What is required:
For each statement below, say yes or no according to the article on the Penguins and Coyotes, and quote the words of the article that decide it. 1. Mike Sullivan and Rick Tocchet were on the same bench last season. 2. Pittsburgh's recent losses were by wide margins. 3. The Penguins currently hold the seventh playoff position in the Eastern Conference.

Text section:

Penguins, Coyotes facing similar issues ahead of matchup

GLENDALE, Ariz. — Looking at the big picture, the Pittsburgh Penguins and Arizona Coyotes couldn’t be more dissimilar. The Penguins are coming off consecutive Stanley Cup wins. The Coyotes only infrequently win consecutive games.

But, right now, Mike Sullivan of Pittsburgh and Rick Tocchet of Arizona — coaches who shared the same bench last season — are going through very similar problems, even if the talent levels and records of their clubs are far different.

The Penguins (16-14-3), despite all their skills and superstars and superior achievements, have dropped their last three games and four of five, all by one goal. All of a sudden, the talk in Pittsburgh isn’t of a third consecutive Cup parade, but whether the Penguins will make the make the playoffs — they currently occupy the eighth and final Eastern Conference playoff position.

Dataset content:
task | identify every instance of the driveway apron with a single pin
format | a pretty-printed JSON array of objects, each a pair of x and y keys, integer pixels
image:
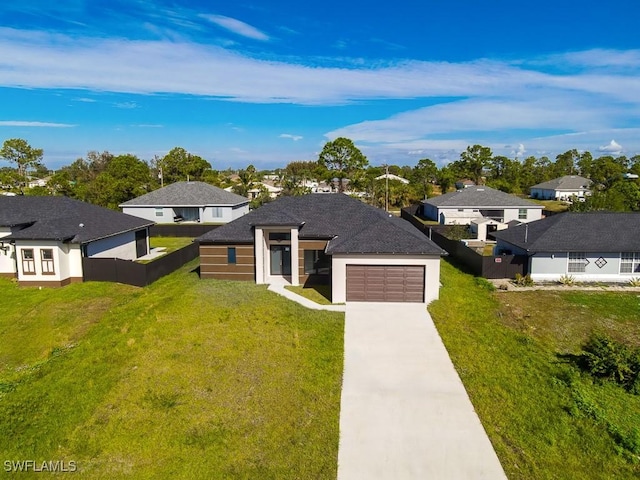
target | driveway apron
[{"x": 404, "y": 411}]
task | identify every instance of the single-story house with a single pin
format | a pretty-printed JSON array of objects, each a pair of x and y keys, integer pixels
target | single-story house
[
  {"x": 481, "y": 226},
  {"x": 270, "y": 187},
  {"x": 188, "y": 202},
  {"x": 43, "y": 239},
  {"x": 476, "y": 202},
  {"x": 364, "y": 253},
  {"x": 592, "y": 247},
  {"x": 562, "y": 188},
  {"x": 464, "y": 183}
]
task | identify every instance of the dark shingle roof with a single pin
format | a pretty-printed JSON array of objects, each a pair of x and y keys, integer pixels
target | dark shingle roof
[
  {"x": 568, "y": 182},
  {"x": 59, "y": 218},
  {"x": 479, "y": 197},
  {"x": 577, "y": 232},
  {"x": 352, "y": 226},
  {"x": 186, "y": 194}
]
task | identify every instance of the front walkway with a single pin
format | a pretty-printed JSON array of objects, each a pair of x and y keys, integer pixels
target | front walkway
[
  {"x": 404, "y": 411},
  {"x": 281, "y": 290}
]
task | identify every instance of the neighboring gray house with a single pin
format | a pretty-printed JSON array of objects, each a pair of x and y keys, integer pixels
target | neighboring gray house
[
  {"x": 477, "y": 202},
  {"x": 364, "y": 253},
  {"x": 188, "y": 202},
  {"x": 592, "y": 247},
  {"x": 44, "y": 239},
  {"x": 562, "y": 188}
]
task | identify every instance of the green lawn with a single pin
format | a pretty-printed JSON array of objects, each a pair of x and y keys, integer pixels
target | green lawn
[
  {"x": 513, "y": 352},
  {"x": 169, "y": 243},
  {"x": 187, "y": 378},
  {"x": 552, "y": 205}
]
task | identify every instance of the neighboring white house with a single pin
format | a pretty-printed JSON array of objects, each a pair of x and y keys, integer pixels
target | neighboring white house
[
  {"x": 562, "y": 188},
  {"x": 272, "y": 189},
  {"x": 362, "y": 252},
  {"x": 196, "y": 202},
  {"x": 482, "y": 226},
  {"x": 43, "y": 239},
  {"x": 591, "y": 247},
  {"x": 391, "y": 176},
  {"x": 477, "y": 202}
]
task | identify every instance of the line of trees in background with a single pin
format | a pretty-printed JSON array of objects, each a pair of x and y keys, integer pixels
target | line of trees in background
[{"x": 109, "y": 180}]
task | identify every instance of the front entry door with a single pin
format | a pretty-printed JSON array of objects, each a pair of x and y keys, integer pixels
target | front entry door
[{"x": 281, "y": 260}]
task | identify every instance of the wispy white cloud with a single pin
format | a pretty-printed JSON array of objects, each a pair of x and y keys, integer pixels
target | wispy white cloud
[
  {"x": 149, "y": 67},
  {"x": 19, "y": 123},
  {"x": 536, "y": 102},
  {"x": 613, "y": 147},
  {"x": 295, "y": 138},
  {"x": 519, "y": 151},
  {"x": 126, "y": 105},
  {"x": 236, "y": 26}
]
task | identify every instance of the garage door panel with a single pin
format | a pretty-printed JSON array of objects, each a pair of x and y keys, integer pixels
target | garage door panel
[{"x": 385, "y": 283}]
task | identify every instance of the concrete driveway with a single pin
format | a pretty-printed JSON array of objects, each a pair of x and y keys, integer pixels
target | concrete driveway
[{"x": 404, "y": 411}]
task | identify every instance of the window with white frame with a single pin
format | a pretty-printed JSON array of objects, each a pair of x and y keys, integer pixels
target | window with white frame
[
  {"x": 46, "y": 261},
  {"x": 630, "y": 262},
  {"x": 28, "y": 262},
  {"x": 577, "y": 262}
]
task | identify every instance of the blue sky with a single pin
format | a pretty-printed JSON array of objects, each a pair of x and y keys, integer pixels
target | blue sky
[{"x": 271, "y": 82}]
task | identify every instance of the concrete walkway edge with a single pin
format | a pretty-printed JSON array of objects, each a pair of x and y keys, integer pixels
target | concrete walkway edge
[
  {"x": 404, "y": 412},
  {"x": 305, "y": 302}
]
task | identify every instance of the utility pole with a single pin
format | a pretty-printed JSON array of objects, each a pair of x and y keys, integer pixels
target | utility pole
[{"x": 386, "y": 188}]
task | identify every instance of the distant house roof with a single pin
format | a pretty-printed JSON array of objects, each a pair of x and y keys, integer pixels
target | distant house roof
[
  {"x": 350, "y": 225},
  {"x": 568, "y": 182},
  {"x": 63, "y": 219},
  {"x": 268, "y": 186},
  {"x": 186, "y": 194},
  {"x": 577, "y": 232},
  {"x": 479, "y": 197},
  {"x": 391, "y": 176}
]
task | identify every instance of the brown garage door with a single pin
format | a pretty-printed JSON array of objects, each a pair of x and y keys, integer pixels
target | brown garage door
[{"x": 385, "y": 283}]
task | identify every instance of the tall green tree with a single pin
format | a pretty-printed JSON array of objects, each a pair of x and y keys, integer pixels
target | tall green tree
[
  {"x": 423, "y": 175},
  {"x": 505, "y": 174},
  {"x": 124, "y": 178},
  {"x": 566, "y": 163},
  {"x": 76, "y": 180},
  {"x": 180, "y": 165},
  {"x": 18, "y": 151},
  {"x": 247, "y": 179},
  {"x": 585, "y": 164},
  {"x": 607, "y": 170},
  {"x": 473, "y": 161},
  {"x": 445, "y": 178},
  {"x": 342, "y": 159}
]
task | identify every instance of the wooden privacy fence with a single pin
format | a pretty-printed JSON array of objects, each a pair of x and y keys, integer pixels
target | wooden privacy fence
[
  {"x": 496, "y": 266},
  {"x": 133, "y": 273}
]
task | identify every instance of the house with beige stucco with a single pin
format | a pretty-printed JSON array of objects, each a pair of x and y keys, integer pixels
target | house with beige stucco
[{"x": 362, "y": 252}]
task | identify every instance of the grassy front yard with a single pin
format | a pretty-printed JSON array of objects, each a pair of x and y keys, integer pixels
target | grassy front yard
[
  {"x": 170, "y": 244},
  {"x": 321, "y": 294},
  {"x": 513, "y": 350},
  {"x": 552, "y": 205},
  {"x": 186, "y": 378}
]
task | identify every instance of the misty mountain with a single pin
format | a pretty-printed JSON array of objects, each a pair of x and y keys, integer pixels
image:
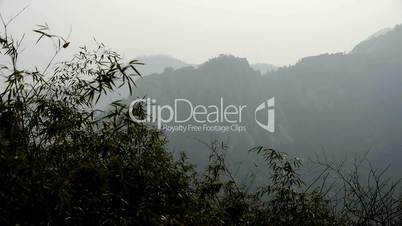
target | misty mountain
[
  {"x": 158, "y": 63},
  {"x": 343, "y": 104},
  {"x": 264, "y": 68}
]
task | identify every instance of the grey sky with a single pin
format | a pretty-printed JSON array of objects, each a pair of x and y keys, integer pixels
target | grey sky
[{"x": 272, "y": 31}]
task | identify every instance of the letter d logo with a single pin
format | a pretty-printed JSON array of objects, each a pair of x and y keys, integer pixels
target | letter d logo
[{"x": 269, "y": 105}]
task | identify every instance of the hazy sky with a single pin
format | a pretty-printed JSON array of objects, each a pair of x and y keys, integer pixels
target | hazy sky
[{"x": 271, "y": 31}]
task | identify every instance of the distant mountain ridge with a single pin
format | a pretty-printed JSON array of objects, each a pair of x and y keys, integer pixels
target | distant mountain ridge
[
  {"x": 342, "y": 103},
  {"x": 158, "y": 63}
]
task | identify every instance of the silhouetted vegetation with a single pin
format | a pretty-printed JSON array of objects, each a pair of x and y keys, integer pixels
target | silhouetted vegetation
[{"x": 64, "y": 162}]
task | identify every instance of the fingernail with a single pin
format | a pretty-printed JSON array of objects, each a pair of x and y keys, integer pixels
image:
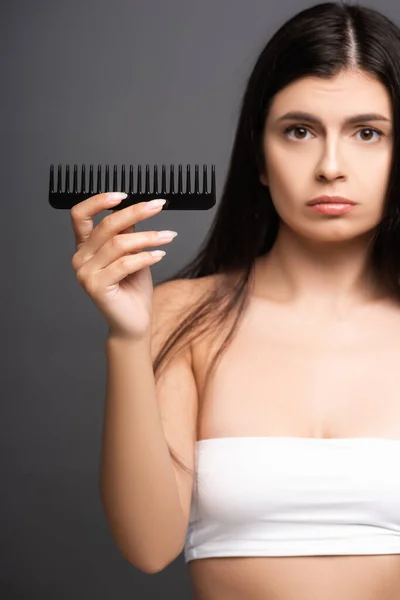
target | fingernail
[
  {"x": 155, "y": 204},
  {"x": 117, "y": 196}
]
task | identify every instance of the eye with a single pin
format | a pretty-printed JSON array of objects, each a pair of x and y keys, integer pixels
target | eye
[{"x": 302, "y": 128}]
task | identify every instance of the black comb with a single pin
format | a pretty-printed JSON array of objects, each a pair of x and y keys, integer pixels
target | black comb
[{"x": 176, "y": 200}]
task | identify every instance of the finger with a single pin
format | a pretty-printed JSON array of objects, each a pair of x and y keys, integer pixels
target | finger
[
  {"x": 114, "y": 224},
  {"x": 82, "y": 214}
]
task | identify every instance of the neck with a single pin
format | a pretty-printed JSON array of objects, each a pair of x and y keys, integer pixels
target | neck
[{"x": 325, "y": 277}]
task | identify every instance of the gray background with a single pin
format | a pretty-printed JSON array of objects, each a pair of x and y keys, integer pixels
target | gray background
[{"x": 94, "y": 82}]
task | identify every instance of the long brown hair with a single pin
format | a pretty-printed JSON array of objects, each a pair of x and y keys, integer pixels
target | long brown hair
[{"x": 320, "y": 41}]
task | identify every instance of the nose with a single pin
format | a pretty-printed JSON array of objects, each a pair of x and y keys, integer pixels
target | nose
[{"x": 330, "y": 166}]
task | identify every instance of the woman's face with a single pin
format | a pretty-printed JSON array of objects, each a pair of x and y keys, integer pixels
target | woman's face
[{"x": 331, "y": 157}]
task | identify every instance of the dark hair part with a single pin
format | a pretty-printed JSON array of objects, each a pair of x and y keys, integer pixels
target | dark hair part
[{"x": 321, "y": 41}]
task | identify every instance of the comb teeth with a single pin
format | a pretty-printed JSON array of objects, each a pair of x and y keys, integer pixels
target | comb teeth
[{"x": 176, "y": 200}]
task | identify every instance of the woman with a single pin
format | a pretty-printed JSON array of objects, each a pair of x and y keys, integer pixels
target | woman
[{"x": 285, "y": 481}]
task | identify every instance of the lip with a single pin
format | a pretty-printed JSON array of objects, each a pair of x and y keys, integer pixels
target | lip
[{"x": 330, "y": 200}]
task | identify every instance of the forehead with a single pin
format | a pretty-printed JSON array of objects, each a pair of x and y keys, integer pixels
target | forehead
[{"x": 346, "y": 94}]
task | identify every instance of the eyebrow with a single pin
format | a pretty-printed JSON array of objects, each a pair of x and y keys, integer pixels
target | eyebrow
[{"x": 304, "y": 116}]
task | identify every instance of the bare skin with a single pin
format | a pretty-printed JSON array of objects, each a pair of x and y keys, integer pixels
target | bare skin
[
  {"x": 320, "y": 342},
  {"x": 362, "y": 402}
]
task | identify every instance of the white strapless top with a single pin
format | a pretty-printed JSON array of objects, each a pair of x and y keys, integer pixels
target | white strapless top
[{"x": 289, "y": 496}]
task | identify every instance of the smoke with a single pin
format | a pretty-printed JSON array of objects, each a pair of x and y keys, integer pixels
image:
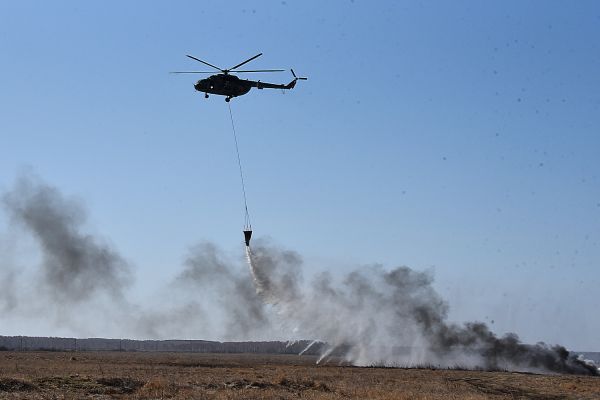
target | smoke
[
  {"x": 372, "y": 316},
  {"x": 76, "y": 265},
  {"x": 394, "y": 317},
  {"x": 243, "y": 312}
]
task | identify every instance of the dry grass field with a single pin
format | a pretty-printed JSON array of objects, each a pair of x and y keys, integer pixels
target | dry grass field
[{"x": 114, "y": 375}]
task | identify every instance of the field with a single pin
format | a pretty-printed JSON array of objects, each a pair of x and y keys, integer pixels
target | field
[{"x": 131, "y": 375}]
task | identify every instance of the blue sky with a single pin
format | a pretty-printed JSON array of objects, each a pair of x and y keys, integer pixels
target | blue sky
[{"x": 460, "y": 136}]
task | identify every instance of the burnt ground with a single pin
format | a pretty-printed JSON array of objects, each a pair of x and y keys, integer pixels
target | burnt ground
[{"x": 130, "y": 375}]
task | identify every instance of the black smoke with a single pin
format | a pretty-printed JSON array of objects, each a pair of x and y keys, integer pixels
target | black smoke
[
  {"x": 372, "y": 316},
  {"x": 76, "y": 265},
  {"x": 395, "y": 317}
]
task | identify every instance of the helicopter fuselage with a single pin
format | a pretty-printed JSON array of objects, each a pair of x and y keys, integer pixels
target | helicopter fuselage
[
  {"x": 224, "y": 85},
  {"x": 232, "y": 86}
]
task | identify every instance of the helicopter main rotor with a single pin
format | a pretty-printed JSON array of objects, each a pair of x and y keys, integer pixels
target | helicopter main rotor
[{"x": 225, "y": 71}]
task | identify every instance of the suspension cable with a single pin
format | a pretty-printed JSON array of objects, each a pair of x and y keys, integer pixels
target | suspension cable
[{"x": 247, "y": 224}]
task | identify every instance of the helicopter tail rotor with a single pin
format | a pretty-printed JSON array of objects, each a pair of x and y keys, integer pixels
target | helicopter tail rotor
[
  {"x": 296, "y": 77},
  {"x": 293, "y": 82}
]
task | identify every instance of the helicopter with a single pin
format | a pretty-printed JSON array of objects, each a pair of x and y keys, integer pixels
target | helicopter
[{"x": 225, "y": 84}]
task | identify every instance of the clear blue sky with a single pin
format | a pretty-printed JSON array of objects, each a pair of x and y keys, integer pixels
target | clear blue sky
[{"x": 463, "y": 136}]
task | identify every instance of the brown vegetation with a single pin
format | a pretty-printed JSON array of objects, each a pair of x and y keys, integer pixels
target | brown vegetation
[{"x": 130, "y": 375}]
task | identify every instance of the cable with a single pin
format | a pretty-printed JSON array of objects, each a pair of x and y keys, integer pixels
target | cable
[{"x": 247, "y": 223}]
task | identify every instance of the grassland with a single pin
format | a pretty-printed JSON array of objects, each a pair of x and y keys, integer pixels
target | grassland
[{"x": 125, "y": 375}]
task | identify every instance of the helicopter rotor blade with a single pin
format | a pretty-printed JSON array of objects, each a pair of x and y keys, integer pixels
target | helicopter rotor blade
[
  {"x": 242, "y": 63},
  {"x": 203, "y": 62},
  {"x": 192, "y": 72},
  {"x": 260, "y": 70},
  {"x": 296, "y": 77}
]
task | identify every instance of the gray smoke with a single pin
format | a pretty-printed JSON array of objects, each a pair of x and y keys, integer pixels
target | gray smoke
[
  {"x": 243, "y": 312},
  {"x": 76, "y": 265},
  {"x": 373, "y": 316},
  {"x": 393, "y": 317}
]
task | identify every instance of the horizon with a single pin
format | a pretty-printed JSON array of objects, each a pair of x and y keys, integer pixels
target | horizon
[{"x": 457, "y": 139}]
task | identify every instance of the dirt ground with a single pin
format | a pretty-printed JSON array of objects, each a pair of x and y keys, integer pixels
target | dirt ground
[{"x": 114, "y": 375}]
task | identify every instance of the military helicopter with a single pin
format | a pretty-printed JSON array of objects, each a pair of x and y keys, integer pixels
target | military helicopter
[{"x": 231, "y": 86}]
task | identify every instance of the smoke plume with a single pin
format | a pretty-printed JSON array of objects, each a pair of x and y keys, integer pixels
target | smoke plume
[
  {"x": 76, "y": 265},
  {"x": 393, "y": 317},
  {"x": 243, "y": 312},
  {"x": 373, "y": 316}
]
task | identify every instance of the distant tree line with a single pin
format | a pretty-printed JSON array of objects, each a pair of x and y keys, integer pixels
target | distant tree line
[{"x": 29, "y": 343}]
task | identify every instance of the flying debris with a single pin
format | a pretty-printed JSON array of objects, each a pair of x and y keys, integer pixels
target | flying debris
[{"x": 225, "y": 84}]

Result below:
1. Yes: "coaches who shared the same bench last season"
2. No: "have dropped their last three games and four of five, all by one goal"
3. No: "they currently occupy the eighth and final Eastern Conference playoff position"